ЗАДАНИЕ ->
Когда, согласно тексту о сотрудничестве Белинского с «Современником», Н.А. Некрасов и И.И. Панаев приобрели этот журнал?

ТЕКСТ ДЛЯ ЧТЕНИЯ ->
--------------------------------

Перемена в жизни Белинского намечается тогда, когда Н.А. Некрасов и И.И. Панаев приглашают его сотрудничать в журнале «Современник», приобретенном ими в сентябре 1846 г. И в октябре того же года, по возвращении из поездки по югу, несколько окрепший и отдохнувший Белинский начинает принимать деятельное участие в работе журнала. Уже в первом номере за 1847 г. появляется его статья «Взгляд на русскую литературу 1846 года», где он защищает творческие принципы «натуральной школы» – школы художественного познания России. Факт появления у нас такой школы, говорит Белинский, свидетельствует о прогрессе литературы, потому что писатели, которых «причисляют к натуральной школе… воспроизводят жизнь и действительность в их истине. От этого литература получила важное значение в глазах общества».

Он откликается на второе издание «Мертвых душ» Гоголя, подтверждая свою точку зрения на это произведение, высказанную ранее: они «стоят выше всего, что было и есть в русской литературе, ибо в них глубокость живой общественной идеи неразрывно сочеталась с бесконечною художественностью образов…». И в то же время резко выскажется по поводу нового творения писателя – «Выбранных мест из переписки с друзьями», заметив, «что и человек с огромным талантом может падать так же, как и самый дюжинный человек».

--------------------------------

ИСХОДНЫЕ ДАННЫЕ ->
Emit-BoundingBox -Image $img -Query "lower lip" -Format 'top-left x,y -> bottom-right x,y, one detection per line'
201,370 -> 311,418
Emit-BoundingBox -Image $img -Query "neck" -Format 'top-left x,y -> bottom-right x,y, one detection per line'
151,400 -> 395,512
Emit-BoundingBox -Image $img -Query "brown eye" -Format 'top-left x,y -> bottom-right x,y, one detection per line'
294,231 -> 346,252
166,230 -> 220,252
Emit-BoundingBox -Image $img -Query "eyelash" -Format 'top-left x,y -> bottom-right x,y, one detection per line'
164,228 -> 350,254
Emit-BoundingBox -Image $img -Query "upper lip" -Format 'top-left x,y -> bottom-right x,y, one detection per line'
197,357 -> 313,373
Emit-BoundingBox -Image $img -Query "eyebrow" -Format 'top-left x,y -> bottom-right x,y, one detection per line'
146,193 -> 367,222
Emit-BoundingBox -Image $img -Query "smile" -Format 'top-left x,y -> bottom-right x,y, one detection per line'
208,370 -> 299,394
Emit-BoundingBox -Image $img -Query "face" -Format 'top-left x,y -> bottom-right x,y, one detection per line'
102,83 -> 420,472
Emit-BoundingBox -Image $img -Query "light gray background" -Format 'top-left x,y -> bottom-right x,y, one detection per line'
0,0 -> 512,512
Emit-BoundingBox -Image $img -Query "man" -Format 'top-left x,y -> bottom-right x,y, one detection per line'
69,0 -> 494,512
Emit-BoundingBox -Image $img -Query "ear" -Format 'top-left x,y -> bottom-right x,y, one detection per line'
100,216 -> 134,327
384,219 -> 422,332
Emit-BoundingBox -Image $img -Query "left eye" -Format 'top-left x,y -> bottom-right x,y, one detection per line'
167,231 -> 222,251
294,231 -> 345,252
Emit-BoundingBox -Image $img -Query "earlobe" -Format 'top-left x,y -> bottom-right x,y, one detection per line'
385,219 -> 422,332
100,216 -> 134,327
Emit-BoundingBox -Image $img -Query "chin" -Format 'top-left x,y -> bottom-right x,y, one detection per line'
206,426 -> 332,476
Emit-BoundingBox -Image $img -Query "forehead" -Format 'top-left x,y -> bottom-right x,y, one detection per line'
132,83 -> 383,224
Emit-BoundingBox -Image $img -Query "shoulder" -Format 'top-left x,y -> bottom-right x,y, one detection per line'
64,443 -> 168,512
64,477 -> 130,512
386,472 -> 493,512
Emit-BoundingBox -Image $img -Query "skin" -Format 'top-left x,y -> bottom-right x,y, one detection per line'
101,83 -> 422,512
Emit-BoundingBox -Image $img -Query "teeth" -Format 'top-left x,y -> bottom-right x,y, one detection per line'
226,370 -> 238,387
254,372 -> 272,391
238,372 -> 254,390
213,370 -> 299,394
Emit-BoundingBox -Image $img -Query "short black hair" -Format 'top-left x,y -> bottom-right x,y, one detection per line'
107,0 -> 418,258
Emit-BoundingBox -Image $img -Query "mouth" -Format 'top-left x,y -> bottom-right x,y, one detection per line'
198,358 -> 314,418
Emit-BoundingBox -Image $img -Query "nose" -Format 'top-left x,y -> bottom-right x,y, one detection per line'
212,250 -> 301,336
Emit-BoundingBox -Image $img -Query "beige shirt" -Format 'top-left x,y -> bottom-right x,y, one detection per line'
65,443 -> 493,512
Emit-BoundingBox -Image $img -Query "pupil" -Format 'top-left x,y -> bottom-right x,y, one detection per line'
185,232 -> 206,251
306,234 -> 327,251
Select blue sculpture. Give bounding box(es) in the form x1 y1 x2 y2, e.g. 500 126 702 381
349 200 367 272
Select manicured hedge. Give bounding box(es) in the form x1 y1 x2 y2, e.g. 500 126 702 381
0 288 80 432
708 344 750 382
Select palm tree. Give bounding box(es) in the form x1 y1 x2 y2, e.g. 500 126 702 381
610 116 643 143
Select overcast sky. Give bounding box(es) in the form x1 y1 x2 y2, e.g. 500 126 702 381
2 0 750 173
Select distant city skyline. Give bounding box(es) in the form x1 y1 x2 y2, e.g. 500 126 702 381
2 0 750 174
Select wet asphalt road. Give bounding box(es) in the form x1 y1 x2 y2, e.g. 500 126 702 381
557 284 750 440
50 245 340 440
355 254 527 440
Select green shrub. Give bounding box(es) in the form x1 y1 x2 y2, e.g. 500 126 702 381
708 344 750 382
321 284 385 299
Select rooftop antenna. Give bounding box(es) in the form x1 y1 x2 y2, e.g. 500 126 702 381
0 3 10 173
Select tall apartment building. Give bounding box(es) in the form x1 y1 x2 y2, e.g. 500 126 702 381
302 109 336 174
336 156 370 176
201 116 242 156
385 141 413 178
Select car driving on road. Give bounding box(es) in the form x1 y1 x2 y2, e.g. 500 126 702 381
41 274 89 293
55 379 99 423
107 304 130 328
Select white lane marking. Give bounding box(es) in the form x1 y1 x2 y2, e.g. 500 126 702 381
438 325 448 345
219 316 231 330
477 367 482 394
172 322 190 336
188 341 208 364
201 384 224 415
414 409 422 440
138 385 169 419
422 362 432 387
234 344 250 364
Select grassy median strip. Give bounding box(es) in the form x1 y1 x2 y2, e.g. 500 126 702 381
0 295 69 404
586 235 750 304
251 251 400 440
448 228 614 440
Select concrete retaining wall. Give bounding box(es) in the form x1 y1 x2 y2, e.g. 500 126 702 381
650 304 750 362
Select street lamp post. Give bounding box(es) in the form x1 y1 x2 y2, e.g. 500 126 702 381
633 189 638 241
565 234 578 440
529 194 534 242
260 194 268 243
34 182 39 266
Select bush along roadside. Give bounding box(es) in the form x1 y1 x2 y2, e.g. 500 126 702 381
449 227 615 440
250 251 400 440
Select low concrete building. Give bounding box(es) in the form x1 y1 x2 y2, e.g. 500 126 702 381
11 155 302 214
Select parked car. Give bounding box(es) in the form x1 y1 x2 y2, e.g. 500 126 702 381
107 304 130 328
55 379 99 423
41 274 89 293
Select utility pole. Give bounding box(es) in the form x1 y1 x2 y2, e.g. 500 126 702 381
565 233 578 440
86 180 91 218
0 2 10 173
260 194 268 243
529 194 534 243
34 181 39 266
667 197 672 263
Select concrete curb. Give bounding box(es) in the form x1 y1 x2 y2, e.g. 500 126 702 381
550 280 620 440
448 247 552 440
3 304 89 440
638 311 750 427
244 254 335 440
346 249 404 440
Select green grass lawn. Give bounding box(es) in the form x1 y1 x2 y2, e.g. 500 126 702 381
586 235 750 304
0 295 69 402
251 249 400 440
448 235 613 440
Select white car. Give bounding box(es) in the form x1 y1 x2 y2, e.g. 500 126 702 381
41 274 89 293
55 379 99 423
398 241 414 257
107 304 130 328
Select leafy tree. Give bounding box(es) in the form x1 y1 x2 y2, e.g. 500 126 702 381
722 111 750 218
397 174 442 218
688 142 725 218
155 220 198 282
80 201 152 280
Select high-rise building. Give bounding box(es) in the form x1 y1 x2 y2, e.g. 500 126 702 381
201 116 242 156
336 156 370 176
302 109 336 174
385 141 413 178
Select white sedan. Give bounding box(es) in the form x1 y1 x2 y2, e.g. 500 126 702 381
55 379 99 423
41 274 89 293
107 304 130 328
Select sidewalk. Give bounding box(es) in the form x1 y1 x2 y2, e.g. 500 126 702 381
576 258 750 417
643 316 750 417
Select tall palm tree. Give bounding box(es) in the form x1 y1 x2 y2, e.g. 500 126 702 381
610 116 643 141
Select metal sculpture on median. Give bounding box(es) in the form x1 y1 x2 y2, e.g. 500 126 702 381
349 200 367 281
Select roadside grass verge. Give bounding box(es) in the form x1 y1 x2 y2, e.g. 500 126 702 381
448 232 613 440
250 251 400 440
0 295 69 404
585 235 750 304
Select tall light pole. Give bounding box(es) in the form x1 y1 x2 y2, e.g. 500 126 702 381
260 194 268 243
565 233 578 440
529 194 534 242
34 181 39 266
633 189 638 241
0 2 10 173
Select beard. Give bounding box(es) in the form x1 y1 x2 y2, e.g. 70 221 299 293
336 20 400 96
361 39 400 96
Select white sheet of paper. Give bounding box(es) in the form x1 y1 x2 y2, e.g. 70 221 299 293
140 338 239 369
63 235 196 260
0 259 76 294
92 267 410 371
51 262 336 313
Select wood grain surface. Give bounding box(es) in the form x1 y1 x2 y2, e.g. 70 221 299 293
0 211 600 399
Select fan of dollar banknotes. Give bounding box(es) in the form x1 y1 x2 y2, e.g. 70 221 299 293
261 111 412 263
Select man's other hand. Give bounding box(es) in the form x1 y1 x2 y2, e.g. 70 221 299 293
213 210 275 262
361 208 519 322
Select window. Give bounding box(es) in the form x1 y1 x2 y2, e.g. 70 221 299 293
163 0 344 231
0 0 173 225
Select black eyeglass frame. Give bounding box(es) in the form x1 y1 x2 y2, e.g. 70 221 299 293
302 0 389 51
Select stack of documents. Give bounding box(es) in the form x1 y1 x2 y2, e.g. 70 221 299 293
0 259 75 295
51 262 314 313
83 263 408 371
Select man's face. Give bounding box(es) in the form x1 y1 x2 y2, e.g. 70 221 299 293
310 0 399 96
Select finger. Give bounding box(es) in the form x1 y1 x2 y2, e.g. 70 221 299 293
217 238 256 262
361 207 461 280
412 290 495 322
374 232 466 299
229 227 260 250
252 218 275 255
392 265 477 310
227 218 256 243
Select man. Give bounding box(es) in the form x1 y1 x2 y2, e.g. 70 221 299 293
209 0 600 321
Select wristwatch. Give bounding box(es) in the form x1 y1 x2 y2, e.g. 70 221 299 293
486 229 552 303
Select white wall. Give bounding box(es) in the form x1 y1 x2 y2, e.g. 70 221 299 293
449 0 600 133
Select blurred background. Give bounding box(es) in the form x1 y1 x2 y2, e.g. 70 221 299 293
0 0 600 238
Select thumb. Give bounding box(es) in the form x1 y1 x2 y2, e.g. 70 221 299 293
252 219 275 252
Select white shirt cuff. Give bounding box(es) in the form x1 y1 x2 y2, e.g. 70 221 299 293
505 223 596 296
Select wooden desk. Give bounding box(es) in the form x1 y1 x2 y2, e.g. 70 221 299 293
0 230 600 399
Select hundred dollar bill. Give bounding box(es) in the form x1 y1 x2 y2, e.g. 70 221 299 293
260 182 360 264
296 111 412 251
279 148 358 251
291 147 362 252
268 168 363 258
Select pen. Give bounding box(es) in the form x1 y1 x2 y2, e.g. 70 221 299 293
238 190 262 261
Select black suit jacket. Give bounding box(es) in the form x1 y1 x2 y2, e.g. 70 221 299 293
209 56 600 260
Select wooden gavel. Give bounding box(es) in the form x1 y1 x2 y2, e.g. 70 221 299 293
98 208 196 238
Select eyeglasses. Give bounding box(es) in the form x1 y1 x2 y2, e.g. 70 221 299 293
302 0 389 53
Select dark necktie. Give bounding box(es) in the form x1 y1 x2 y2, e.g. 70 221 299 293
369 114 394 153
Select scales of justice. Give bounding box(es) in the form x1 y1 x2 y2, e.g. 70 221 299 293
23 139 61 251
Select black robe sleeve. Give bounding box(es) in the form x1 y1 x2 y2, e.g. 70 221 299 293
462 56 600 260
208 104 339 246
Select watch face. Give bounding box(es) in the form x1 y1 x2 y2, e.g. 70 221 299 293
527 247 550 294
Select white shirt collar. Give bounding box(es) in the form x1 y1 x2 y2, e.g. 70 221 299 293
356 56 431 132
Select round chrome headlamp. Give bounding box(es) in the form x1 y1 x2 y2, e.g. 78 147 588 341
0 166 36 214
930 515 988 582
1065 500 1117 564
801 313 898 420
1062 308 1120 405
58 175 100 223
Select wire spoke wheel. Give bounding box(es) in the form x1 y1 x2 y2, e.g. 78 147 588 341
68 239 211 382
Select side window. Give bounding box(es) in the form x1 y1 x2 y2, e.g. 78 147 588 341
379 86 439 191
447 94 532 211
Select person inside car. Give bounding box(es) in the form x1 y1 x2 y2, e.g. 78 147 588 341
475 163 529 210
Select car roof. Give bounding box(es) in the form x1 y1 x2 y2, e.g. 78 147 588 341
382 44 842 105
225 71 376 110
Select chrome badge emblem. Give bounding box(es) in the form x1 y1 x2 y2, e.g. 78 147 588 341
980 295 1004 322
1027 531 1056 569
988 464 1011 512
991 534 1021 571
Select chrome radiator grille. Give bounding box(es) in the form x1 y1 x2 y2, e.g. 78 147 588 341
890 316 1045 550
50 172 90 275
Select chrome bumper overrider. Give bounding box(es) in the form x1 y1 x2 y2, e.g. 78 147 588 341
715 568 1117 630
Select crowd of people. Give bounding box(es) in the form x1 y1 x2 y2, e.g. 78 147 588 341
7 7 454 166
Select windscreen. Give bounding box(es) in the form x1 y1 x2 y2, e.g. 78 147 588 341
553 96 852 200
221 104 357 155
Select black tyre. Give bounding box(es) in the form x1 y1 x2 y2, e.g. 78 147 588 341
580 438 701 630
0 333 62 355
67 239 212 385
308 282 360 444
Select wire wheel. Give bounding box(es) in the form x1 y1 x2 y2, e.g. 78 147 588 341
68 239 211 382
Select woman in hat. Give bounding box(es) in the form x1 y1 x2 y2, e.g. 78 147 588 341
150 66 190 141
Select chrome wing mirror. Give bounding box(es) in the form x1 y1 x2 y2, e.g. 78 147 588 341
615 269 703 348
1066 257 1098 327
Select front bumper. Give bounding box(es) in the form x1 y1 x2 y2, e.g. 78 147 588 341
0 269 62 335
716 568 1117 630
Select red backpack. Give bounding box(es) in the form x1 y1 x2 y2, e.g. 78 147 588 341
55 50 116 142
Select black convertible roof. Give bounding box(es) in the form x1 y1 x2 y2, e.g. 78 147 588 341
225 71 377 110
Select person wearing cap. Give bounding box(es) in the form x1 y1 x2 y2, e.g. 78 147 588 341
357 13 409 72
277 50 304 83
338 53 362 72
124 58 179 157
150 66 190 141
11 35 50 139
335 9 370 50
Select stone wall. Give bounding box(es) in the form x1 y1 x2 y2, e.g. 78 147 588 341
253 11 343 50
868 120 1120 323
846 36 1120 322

--------------------------------

ОТВЕТ ->
В сентябре 1846 года.